**Exercise goal**.
Nothing should appear in the answer except the line containing "Need: one point" and the lines following it through the end of the listing, each given exactly.

**Data supplied**.
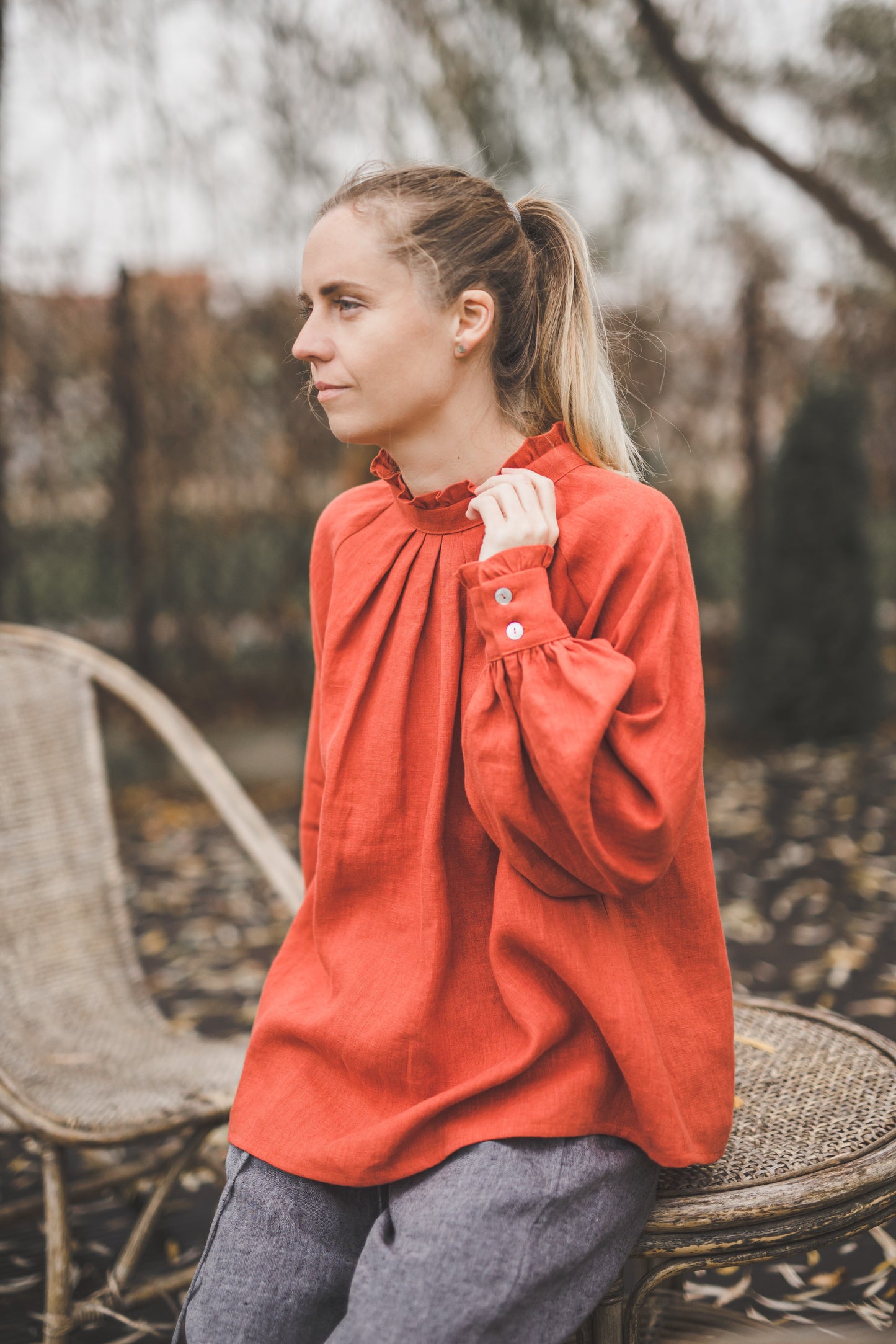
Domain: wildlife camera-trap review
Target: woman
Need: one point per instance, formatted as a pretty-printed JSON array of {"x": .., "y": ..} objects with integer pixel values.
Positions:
[{"x": 505, "y": 999}]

**Reply to the exercise**.
Need: one point per instance, formatted as a pretty-printed JSON array of {"x": .., "y": ..} objects with integer pixel values.
Positions:
[{"x": 505, "y": 999}]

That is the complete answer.